Fragmento de página:

--

Y esta propuesta no era otra que la de reunirme, una vez que termine la pesadilla, la desescalada progrese y el desconfinamiento airee las ventanas de mi cueva, con un pequeño ramillete de voces sobresalientes del independentismo catalán. Convocaría a los indepes no en tierra hostil para ellos, sino en la masía pirenaica de la familia Pujol durante un fin de semana relajado, informal y sin ningún tipo de agenda o guión preestablecido. Llevaríamos novelas policíacas de Vázquez Montalbán y Dolores Redondo, naipes, el monópoly, pelis de Totó y Berlanga y naturalmente un buen avituallamiento gastronómico preparado por Carme Ruscalleda y pagado por los Pujol en un gesto desinteresado de buen rollo.

No seríamos muchos los asistentes. Ni siquiera contaríamos con la participación del patriarca y propietario de la mansión para evitar que él monopolizara la conversación, el juego y hasta el examen después del visionado de los filmes. Evitar al máximo prejuicios y rencores. Invitaría al encuentro a Carles Puigdemont, a su valido y actual presidente de la Generalitat, Quim Torra, y a su leal consejera y portavoz, Meritxell Budó. Imprescindible sería McFarlane, pues entre juego y juego, aperitivo y aperitivo, peli y peli, éste iría llevando a cada uno de los indepes al diván para tratar de entender mejor sus actos y sus juicios. La única regla que deberían aceptar sería que las sesiones no fueran privadas -el vino y el cava nos habrían desinhibido para entonces- y que si el médico lo estimaba oportuno accedieran a la hipnosis. Me temo que esto último despertaría el recelo de más de uno. Desde luego, si entre los invitados hubiese figurado Jordi Pujol, el molt honorable se habría resistido sin duda como gato panza arriba y acusado al jamaicano de ser un vendido del nacionalismo español.

--

Filas extraídas:
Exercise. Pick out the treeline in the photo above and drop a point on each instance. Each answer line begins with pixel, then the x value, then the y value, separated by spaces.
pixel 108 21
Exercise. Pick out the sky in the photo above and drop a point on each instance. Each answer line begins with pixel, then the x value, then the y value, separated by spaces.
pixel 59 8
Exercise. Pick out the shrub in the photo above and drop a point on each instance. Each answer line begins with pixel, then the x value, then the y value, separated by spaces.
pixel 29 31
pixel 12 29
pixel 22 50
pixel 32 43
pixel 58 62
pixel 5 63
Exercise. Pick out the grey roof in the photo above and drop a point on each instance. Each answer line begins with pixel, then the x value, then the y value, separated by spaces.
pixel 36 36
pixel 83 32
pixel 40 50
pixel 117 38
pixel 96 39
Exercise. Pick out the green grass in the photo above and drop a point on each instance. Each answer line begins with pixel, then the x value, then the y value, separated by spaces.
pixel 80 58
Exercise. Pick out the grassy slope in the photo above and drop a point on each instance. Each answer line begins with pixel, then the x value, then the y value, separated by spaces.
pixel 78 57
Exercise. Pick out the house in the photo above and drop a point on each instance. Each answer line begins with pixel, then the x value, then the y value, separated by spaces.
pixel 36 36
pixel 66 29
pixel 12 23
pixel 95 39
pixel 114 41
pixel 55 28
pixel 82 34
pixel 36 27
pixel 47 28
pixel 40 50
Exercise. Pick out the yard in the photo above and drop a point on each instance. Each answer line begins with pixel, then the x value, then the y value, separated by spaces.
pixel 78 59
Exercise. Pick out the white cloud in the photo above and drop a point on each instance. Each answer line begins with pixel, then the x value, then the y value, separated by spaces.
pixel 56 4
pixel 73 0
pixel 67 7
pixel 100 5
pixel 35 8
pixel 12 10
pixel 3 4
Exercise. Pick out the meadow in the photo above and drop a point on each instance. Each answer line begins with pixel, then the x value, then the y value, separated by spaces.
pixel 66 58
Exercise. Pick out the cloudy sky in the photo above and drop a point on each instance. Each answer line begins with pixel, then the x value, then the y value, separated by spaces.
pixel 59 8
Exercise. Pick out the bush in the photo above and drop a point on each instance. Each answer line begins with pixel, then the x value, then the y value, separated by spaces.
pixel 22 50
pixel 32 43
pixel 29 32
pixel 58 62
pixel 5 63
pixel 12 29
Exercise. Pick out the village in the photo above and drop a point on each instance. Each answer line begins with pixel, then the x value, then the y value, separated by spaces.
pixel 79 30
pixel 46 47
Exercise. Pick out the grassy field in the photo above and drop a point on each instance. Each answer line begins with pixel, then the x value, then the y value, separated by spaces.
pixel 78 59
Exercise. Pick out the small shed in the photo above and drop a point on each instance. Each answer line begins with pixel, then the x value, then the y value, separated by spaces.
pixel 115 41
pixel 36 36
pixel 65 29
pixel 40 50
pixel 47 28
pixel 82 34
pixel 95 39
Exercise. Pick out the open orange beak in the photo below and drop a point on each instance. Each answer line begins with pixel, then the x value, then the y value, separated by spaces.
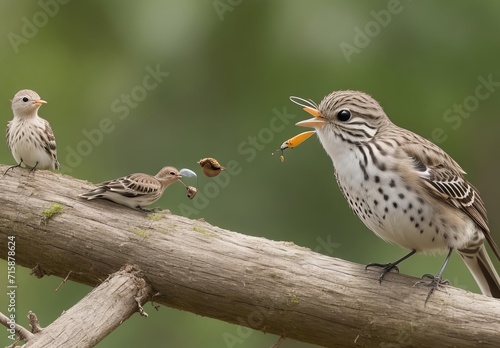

--

Tareas:
1. Devuelve sin cambios, del fragmento sobre el encuentro con independentistas, todo lo que va desde "Y esta propuesta" hasta "de buen rollo.".
2. Enumera todas las cosas que, según el fragmento sobre el encuentro con independentistas, se llevarían a la masía.
3. Indica si cada afirmación concuerda con el fragmento sobre el encuentro con independentistas. Responde sí o no y cita las palabras que lo deciden.
(a) El encuentro tendría lugar en una masía de la familia Pujol en el Pirineo.
(b) El patriarca y propietario de la mansión participaría en la reunión.
(c) Las sesiones con McFarlane serían privadas.

Respuestas por tarea:
1.
Y esta propuesta no era otra que la de reunirme, una vez que termine la pesadilla, la desescalada progrese y el desconfinamiento airee las ventanas de mi cueva, con un pequeño ramillete de voces sobresalientes del independentismo catalán. Convocaría a los indepes no en tierra hostil para ellos, sino en la masía pirenaica de la familia Pujol durante un fin de semana relajado, informal y sin ningún tipo de agenda o guión preestablecido. Llevaríamos novelas policíacas de Vázquez Montalbán y Dolores Redondo, naipes, el monópoly, pelis de Totó y Berlanga y naturalmente un buen avituallamiento gastronómico preparado por Carme Ruscalleda y pagado por los Pujol en un gesto desinteresado de buen rollo.

2.
- novelas policíacas de Vázquez Montalbán y Dolores Redondo
- naipes
- el monópoly
- pelis de Totó y Berlanga
- un buen avituallamiento gastronómico preparado por Carme Ruscalleda y pagado por los Pujol

3.
(a) Sí: "en la masía pirenaica de la familia Pujol".
(b) No: "Ni siquiera contaríamos con la participación del patriarca y propietario de la mansión".
(c) No: "que las sesiones no fueran privadas".